§ GIVEN TASK: Can you render every line of the entries below as a JSON list of strings, one string per line, with blank lines dropped? Leave the pictures out of your answer.

[START MATERIAL TO PROCESS]

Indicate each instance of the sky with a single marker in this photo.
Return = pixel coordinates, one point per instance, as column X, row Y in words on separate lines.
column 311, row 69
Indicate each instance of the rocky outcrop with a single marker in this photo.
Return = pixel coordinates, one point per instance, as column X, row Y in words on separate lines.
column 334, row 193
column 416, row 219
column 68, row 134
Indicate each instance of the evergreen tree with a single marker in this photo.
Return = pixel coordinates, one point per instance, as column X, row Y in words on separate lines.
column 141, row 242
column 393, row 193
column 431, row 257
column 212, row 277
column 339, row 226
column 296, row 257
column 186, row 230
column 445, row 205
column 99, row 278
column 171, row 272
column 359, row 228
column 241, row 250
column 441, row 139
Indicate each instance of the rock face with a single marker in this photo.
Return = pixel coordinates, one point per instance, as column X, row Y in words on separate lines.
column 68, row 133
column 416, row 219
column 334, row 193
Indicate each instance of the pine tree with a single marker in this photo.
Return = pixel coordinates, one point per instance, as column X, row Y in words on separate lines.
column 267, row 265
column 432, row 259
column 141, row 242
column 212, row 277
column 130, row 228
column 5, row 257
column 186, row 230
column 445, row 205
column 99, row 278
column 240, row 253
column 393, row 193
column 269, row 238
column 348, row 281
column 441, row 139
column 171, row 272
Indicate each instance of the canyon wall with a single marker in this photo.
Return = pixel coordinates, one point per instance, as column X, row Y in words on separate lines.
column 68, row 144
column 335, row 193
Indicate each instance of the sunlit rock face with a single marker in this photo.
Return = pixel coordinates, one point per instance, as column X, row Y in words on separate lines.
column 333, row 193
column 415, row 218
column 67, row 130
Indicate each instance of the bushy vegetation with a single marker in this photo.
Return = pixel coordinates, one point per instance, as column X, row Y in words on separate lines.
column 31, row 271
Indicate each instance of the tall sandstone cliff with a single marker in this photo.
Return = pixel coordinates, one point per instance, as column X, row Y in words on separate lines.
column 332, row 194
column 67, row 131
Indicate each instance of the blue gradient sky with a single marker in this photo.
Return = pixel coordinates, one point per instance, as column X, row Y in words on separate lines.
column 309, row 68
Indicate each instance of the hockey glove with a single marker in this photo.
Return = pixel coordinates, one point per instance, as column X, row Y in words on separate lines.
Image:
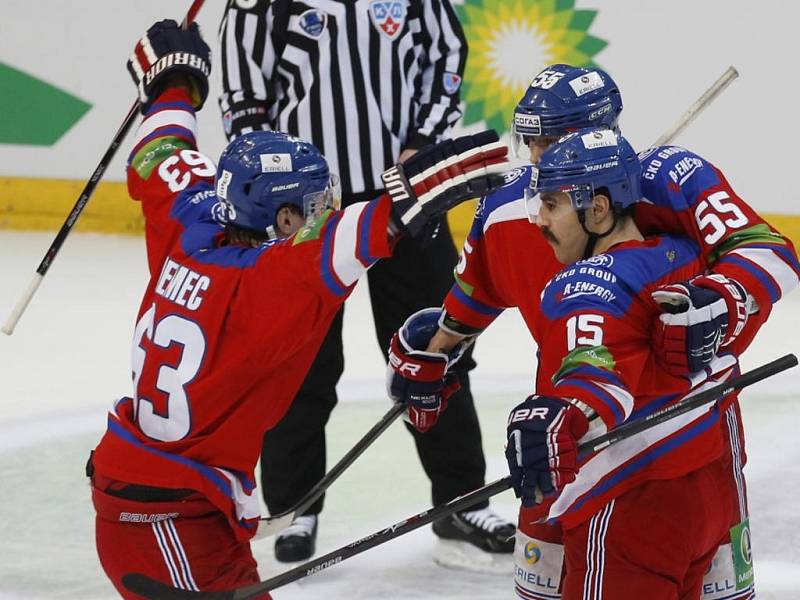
column 418, row 377
column 166, row 50
column 542, row 450
column 443, row 175
column 700, row 316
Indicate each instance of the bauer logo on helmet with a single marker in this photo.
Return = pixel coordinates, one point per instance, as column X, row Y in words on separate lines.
column 586, row 83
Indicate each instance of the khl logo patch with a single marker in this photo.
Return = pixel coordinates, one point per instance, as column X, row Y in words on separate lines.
column 313, row 22
column 389, row 17
column 451, row 82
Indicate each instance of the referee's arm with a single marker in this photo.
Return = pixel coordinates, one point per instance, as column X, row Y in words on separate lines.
column 248, row 57
column 446, row 55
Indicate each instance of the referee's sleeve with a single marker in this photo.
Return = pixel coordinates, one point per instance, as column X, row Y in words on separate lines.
column 443, row 69
column 248, row 59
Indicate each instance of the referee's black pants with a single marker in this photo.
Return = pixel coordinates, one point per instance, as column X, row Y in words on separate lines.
column 418, row 275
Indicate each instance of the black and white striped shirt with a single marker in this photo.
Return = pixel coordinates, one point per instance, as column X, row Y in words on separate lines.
column 361, row 79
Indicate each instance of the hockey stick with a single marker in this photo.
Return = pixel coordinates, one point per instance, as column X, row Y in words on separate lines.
column 700, row 104
column 11, row 322
column 274, row 523
column 149, row 588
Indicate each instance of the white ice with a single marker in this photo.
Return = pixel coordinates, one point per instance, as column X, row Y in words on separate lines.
column 69, row 359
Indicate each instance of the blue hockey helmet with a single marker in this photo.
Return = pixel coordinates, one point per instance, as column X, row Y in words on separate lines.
column 261, row 171
column 562, row 99
column 583, row 161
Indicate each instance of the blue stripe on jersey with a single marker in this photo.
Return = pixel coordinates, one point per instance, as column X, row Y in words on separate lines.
column 711, row 419
column 237, row 257
column 608, row 283
column 779, row 249
column 757, row 272
column 211, row 474
column 328, row 276
column 598, row 392
column 473, row 304
column 194, row 204
column 159, row 106
column 365, row 227
column 674, row 177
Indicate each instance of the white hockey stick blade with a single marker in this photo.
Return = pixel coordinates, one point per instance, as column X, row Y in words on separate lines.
column 270, row 526
column 695, row 109
column 22, row 304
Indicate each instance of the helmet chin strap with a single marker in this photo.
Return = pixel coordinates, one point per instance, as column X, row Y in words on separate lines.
column 594, row 236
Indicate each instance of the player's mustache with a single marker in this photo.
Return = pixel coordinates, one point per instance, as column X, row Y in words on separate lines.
column 548, row 235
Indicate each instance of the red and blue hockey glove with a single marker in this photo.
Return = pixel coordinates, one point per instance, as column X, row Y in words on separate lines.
column 542, row 450
column 166, row 50
column 700, row 316
column 443, row 175
column 420, row 378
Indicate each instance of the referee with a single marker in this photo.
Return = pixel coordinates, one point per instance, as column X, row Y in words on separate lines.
column 369, row 82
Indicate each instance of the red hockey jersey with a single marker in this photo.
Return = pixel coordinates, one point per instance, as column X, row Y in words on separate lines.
column 225, row 334
column 506, row 262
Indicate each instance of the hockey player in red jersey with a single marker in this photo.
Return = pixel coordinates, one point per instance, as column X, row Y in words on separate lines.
column 646, row 518
column 248, row 265
column 506, row 262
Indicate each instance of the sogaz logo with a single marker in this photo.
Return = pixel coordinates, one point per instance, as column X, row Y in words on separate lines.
column 510, row 42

[END MATERIAL TO PROCESS]

§ EXERCISE ANSWER:
[
  "Indicate each instance of the sky with a single marker in this photo.",
  "Return = pixel coordinates, one point per instance, as column X, row Y in words on separate lines.",
  "column 311, row 69",
  "Indicate each instance of the rocky outcrop with a single marker in this photo.",
  "Return = pixel coordinates, one point per instance, as column X, row Y in words on separate lines.",
  "column 334, row 193",
  "column 416, row 219",
  "column 68, row 134",
  "Indicate each instance of the evergreen tree with a single marker in this photo.",
  "Return = pixel coordinates, one point per instance, as column X, row Y in words on separate lines.",
  "column 141, row 242",
  "column 393, row 193",
  "column 431, row 257",
  "column 212, row 277",
  "column 339, row 226",
  "column 296, row 257",
  "column 186, row 230",
  "column 445, row 205",
  "column 99, row 278",
  "column 171, row 272",
  "column 359, row 228",
  "column 241, row 250",
  "column 441, row 139",
  "Indicate each instance of the rock face with a single marker in this photo.",
  "Return = pixel coordinates, one point per instance, as column X, row Y in words on separate lines.",
  "column 68, row 133",
  "column 416, row 219",
  "column 334, row 193",
  "Indicate each instance of the pine tree with a single marker in this photo.",
  "Return = pixel coordinates, one point per instance, as column X, row Y in words on separate lines.",
  "column 267, row 265",
  "column 432, row 259",
  "column 141, row 242",
  "column 212, row 277",
  "column 130, row 228",
  "column 5, row 257",
  "column 186, row 230",
  "column 445, row 205",
  "column 99, row 278",
  "column 240, row 253",
  "column 393, row 193",
  "column 269, row 238",
  "column 348, row 281",
  "column 441, row 139",
  "column 171, row 272",
  "Indicate each instance of the canyon wall with a single marker in this photo.",
  "Return = pixel coordinates, one point per instance, as column X, row Y in words on separate lines.",
  "column 68, row 144",
  "column 335, row 193",
  "Indicate each instance of the sunlit rock face with a single marker in this photo.",
  "Return = pixel coordinates, one point per instance, as column X, row Y in words on separate lines.",
  "column 333, row 193",
  "column 415, row 218",
  "column 67, row 130",
  "Indicate each instance of the bushy vegetation with a single marker in this photo.",
  "Return = pixel coordinates, one point per instance, as column X, row Y in words on separate lines.",
  "column 31, row 271",
  "Indicate each instance of the tall sandstone cliff with a single marker in this photo.",
  "Return = pixel coordinates, one point per instance, as column X, row Y in words on separate lines.",
  "column 332, row 194",
  "column 67, row 131",
  "Indicate each instance of the blue gradient sky with a single marker in this photo.",
  "Return = pixel coordinates, one point per instance, as column X, row Y in words on separate lines.",
  "column 309, row 68",
  "Indicate each instance of the hockey glove with a single marker in this photo.",
  "Return = pixel coordinates, one point per instance, as column X, row Y in words on separate lines.",
  "Image:",
  "column 418, row 377",
  "column 166, row 50",
  "column 542, row 450",
  "column 443, row 175",
  "column 700, row 316",
  "Indicate each instance of the bauer logo on helmet with a single marker in this photo.",
  "Return = pixel coordinates, one point per instance, as column X, row Y in words on separate lines.",
  "column 586, row 83",
  "Indicate each instance of the khl logo patch with a single marker in this photo.",
  "Return = pixel coordinates, one point per instance, as column X, row Y in words on separate lines.",
  "column 313, row 22",
  "column 389, row 17",
  "column 451, row 82",
  "Indicate each instance of the referee's arm with a single marker in this photo.",
  "Return = pixel coordinates, one point per instance, as column X, row Y in words on separate lines.",
  "column 248, row 57",
  "column 446, row 55",
  "Indicate each instance of the referee's sleeve with a single marker in this photo.",
  "Return = pixel coordinates, one point per instance, as column X, row Y in words on separate lines.",
  "column 443, row 69",
  "column 248, row 59",
  "Indicate each instance of the referee's black pants with a single marker in this photo.",
  "Return = pixel coordinates, one point per instance, as column X, row Y in words on separate lines.",
  "column 418, row 275",
  "Indicate each instance of the black and white striped shirt with a single marker in this photo.",
  "Return = pixel coordinates, one point per instance, as column X, row Y in words on separate lines.",
  "column 361, row 79",
  "Indicate each instance of the hockey stick with a single marker in this photo.",
  "Return = pixel coordinates, one point per instance, as column X, row Y in words on separate lines.",
  "column 700, row 104",
  "column 11, row 322",
  "column 274, row 523",
  "column 149, row 588",
  "Indicate each instance of the white ice with a single marker in this photo.",
  "Return = pixel coordinates, one point per instance, as column X, row Y in words on separate lines.",
  "column 69, row 359",
  "Indicate each instance of the blue hockey helmet with a single marker in this photo.",
  "Return = pixel coordinates, one point per instance, as column X, row Y in words on separate lines.",
  "column 261, row 171",
  "column 562, row 99",
  "column 583, row 161",
  "Indicate each instance of the blue stripe on jersey with a single marker in this photo.",
  "Return = pixel coordinates, one point per instance, as column X, row Y in words on separate lines.",
  "column 711, row 419",
  "column 237, row 257",
  "column 608, row 283",
  "column 779, row 249",
  "column 757, row 272",
  "column 211, row 474",
  "column 328, row 276",
  "column 598, row 392",
  "column 473, row 304",
  "column 194, row 204",
  "column 159, row 106",
  "column 365, row 227",
  "column 674, row 177",
  "Indicate each instance of the white hockey stick blade with a single marker in this photo.",
  "Return = pixel coordinates, one point per instance, as column X, row Y in words on separate lines.",
  "column 270, row 526",
  "column 695, row 109",
  "column 22, row 304",
  "Indicate each instance of the helmet chin strap with a single marker in this photo.",
  "Return = pixel coordinates, one point per instance, as column X, row Y in words on separate lines.",
  "column 594, row 236",
  "Indicate each instance of the player's mustache with a single marker in this photo.",
  "Return = pixel coordinates, one point per instance, as column X, row Y in words on separate lines.",
  "column 548, row 235",
  "Indicate each instance of the red and blue hockey glove with a single marker in this photo.",
  "Return = pixel coordinates, one point per instance, as column X, row Y in words on separate lines.",
  "column 542, row 450",
  "column 166, row 50",
  "column 700, row 316",
  "column 443, row 175",
  "column 420, row 378",
  "Indicate each instance of the referee with a single marker in this photo.",
  "Return = pixel coordinates, one point per instance, as column X, row Y in words on separate lines.",
  "column 369, row 82",
  "Indicate each instance of the red hockey jersey with a single marker in this photo.",
  "Return = pixel coordinates, one point per instance, as column X, row Y in words on separate lines.",
  "column 225, row 334",
  "column 506, row 262",
  "Indicate each instance of the hockey player in red jersey with a single marker in this photo.",
  "Return = pixel coordinates, one point per instance, as column X, row Y in words on separate lines.",
  "column 646, row 518",
  "column 248, row 265",
  "column 506, row 262",
  "Indicate each instance of the sogaz logo with a single marker in this photo.",
  "Return = pixel coordinates, one point per instance, as column X, row Y in words on separate lines.",
  "column 510, row 42"
]